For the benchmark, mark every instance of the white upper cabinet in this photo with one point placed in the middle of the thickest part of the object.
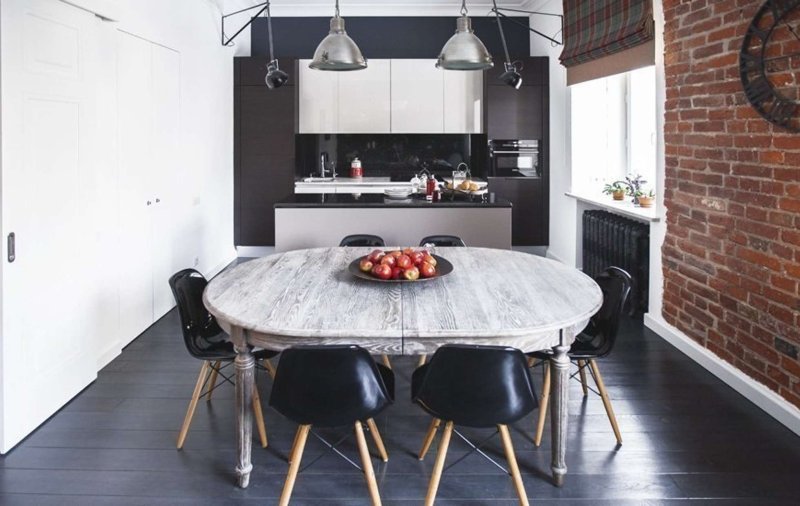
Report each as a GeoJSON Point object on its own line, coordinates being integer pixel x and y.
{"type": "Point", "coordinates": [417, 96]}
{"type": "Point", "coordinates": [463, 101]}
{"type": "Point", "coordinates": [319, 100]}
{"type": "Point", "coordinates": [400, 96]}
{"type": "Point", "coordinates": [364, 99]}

---

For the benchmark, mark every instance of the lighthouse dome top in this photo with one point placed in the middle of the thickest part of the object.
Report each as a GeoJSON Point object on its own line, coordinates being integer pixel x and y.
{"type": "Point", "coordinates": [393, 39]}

> **DESCRIPTION OF THE TASK**: Please locate every line above that contains the word "thickest" and copy each of those lines in full.

> **CORRECT OUTPUT**:
For the benchmark, mark every instance of the white upper cabinet in this photo with one point placed in the middle of the thickest part of the object.
For the benchmark, mark every instance of the lighthouse dome top in this photo with one point placed in the middle of the thickest part of the object.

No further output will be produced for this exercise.